### EXERCISE OBJECTIVE
Set down a word-for-word copy of the data below, limited to the lines from the first through the line with "Target: bird's head".

BEGIN

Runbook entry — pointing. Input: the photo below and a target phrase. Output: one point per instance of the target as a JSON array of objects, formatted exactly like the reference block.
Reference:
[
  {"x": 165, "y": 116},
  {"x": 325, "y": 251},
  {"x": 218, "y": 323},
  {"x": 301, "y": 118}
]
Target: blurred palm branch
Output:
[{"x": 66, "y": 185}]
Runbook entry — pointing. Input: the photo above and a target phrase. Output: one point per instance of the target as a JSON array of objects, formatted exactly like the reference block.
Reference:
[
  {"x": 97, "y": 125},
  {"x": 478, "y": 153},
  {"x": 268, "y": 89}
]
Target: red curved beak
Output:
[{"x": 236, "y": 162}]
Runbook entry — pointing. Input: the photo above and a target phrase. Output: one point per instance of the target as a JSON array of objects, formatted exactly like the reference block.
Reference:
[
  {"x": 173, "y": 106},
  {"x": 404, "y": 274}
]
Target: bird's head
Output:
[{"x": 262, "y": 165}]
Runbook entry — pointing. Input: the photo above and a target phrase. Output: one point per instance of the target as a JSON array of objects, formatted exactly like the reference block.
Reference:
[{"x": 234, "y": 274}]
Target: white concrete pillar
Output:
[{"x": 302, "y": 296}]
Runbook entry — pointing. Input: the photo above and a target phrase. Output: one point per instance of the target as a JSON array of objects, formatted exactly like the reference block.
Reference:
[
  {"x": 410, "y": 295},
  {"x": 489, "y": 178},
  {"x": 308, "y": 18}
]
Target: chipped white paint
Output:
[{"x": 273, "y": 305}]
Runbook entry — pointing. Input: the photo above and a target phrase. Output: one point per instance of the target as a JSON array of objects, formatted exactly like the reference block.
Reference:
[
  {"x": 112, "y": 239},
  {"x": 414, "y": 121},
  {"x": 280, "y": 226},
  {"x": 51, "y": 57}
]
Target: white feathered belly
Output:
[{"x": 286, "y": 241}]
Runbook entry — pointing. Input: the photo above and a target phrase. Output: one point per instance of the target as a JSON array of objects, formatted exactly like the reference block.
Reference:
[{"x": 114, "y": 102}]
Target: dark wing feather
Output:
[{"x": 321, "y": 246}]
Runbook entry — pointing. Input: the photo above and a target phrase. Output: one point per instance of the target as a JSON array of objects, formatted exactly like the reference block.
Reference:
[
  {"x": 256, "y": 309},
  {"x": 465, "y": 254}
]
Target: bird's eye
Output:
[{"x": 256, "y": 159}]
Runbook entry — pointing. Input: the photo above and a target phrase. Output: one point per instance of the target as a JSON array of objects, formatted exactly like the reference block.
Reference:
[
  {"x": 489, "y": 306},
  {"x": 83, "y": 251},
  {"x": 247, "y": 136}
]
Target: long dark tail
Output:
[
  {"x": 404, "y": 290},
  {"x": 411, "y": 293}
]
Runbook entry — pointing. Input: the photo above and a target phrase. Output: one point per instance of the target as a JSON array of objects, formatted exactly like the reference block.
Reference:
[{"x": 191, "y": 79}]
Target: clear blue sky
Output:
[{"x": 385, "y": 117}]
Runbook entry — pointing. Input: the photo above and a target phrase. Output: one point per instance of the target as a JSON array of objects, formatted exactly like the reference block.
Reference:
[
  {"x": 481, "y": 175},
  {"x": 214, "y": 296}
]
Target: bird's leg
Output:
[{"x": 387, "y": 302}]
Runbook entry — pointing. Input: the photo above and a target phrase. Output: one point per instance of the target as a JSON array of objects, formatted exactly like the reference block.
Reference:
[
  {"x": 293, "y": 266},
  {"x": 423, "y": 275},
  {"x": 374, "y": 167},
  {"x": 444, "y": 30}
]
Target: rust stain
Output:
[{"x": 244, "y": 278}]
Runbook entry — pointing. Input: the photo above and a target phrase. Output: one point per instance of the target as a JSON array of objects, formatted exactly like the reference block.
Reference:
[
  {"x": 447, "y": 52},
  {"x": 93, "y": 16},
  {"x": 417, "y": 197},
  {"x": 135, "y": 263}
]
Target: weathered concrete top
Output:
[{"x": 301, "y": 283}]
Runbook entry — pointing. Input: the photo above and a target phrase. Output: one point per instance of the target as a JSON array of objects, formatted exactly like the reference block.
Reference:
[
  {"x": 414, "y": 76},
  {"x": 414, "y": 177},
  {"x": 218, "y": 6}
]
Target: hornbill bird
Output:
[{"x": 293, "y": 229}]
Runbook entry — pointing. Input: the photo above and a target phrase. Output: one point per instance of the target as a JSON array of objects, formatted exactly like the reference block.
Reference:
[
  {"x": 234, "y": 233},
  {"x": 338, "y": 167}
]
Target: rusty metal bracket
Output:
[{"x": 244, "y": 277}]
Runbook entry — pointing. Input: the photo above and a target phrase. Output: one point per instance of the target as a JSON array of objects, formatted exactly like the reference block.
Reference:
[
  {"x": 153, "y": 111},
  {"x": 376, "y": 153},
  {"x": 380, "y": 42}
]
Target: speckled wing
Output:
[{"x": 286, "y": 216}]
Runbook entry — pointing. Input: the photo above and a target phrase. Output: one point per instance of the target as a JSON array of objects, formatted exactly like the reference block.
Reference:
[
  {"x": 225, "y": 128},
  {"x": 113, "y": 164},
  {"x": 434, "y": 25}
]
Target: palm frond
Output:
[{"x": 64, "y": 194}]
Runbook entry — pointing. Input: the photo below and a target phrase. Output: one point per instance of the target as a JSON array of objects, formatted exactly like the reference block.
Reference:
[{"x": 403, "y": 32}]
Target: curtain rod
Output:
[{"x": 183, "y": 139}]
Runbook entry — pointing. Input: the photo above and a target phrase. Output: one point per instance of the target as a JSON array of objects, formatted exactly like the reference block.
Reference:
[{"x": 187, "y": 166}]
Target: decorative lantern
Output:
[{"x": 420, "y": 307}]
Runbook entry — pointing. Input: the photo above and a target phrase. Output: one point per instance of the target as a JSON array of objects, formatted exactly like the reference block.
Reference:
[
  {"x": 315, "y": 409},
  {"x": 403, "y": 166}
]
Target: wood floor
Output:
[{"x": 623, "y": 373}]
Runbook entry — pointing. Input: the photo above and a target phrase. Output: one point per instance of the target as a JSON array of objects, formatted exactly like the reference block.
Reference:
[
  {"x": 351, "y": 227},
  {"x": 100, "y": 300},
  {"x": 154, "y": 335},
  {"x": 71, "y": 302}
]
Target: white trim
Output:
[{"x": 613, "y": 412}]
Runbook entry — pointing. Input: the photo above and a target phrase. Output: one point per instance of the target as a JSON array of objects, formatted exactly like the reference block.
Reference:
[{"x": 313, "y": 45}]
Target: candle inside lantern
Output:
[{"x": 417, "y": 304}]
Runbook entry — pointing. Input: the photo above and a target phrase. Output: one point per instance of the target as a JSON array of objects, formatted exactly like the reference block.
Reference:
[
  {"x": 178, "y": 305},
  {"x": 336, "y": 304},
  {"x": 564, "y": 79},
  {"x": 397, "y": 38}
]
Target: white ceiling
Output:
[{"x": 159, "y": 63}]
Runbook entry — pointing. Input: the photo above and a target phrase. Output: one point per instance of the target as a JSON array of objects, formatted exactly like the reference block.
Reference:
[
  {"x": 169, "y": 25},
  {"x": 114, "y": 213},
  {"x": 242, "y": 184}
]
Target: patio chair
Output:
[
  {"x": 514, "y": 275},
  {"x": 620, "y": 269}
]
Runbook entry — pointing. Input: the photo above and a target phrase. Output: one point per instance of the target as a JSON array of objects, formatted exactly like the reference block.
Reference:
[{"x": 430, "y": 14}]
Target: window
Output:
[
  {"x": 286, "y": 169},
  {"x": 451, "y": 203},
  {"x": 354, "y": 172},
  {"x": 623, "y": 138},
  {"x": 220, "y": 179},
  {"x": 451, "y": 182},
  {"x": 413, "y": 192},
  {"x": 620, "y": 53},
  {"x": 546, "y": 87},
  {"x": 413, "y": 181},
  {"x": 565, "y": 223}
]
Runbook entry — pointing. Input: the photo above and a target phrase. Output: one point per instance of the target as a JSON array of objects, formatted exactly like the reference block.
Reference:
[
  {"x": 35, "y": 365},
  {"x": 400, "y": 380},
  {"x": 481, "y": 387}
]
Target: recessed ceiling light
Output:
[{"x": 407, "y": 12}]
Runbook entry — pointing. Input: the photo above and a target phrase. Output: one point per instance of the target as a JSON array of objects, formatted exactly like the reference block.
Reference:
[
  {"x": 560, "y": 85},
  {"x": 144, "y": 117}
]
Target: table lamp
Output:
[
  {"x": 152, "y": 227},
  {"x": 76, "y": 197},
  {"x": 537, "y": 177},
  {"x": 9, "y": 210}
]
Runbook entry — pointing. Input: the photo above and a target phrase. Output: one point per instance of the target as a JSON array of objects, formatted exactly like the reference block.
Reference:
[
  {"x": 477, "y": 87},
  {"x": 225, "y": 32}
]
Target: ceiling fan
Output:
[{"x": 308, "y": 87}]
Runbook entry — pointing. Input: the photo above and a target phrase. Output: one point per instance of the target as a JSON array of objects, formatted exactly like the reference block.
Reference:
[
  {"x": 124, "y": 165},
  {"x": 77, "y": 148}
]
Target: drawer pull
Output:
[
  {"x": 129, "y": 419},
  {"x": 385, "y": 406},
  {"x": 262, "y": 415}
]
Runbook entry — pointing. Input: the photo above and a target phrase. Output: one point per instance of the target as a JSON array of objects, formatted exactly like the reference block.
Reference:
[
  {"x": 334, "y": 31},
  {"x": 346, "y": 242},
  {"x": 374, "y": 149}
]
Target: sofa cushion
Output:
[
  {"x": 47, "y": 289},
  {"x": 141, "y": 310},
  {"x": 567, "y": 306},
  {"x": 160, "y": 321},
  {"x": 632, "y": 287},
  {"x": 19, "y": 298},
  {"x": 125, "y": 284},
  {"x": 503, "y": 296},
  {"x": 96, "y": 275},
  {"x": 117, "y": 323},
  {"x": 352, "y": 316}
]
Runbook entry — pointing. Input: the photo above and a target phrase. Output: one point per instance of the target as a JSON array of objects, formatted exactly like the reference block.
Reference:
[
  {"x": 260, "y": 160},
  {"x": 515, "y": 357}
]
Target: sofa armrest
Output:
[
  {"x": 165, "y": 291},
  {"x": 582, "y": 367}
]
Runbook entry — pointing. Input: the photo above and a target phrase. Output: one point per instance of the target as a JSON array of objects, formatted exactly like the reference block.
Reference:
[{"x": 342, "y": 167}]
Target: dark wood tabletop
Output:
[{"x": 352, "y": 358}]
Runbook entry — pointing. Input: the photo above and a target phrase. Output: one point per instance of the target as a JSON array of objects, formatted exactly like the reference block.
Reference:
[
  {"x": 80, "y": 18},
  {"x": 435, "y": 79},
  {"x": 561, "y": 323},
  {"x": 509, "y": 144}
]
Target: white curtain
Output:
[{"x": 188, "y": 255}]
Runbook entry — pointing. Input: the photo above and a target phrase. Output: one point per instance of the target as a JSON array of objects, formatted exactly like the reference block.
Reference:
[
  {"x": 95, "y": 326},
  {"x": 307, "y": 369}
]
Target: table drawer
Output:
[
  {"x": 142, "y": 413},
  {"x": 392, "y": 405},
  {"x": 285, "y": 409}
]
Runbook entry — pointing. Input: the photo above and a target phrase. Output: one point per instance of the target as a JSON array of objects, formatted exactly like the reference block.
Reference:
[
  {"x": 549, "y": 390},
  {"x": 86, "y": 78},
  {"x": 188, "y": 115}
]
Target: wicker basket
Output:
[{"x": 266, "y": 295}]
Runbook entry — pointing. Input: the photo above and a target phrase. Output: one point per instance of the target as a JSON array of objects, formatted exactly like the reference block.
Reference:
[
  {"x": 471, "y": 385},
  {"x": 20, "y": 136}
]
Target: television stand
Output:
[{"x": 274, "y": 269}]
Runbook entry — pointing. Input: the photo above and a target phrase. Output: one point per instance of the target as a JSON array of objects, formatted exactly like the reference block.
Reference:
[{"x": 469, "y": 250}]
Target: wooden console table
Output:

END

### RESULT FOR THIS TASK
Runbook entry — pointing. Input: the photo below and a target phrase. Output: one point per instance of the target as a JSON array of objects, formatted exactly like the reference block.
Reference:
[
  {"x": 165, "y": 116},
  {"x": 325, "y": 251},
  {"x": 218, "y": 323},
  {"x": 301, "y": 118}
]
Target: blurred palm branch
Output:
[{"x": 66, "y": 185}]
Runbook entry — pointing. Input: the photo above and a target phrase. Output: one point per instance of the target as a JSON array of objects, formatted exactly like the reference block.
Reference:
[
  {"x": 97, "y": 125},
  {"x": 478, "y": 153},
  {"x": 268, "y": 89}
]
Target: red curved beak
Output:
[{"x": 236, "y": 162}]
Runbook entry — pointing. Input: the photo above and a target phrase. Output: one point per instance of the target as a JSON array of objects, formatted exactly like the reference block.
Reference:
[
  {"x": 173, "y": 106},
  {"x": 404, "y": 274}
]
Target: bird's head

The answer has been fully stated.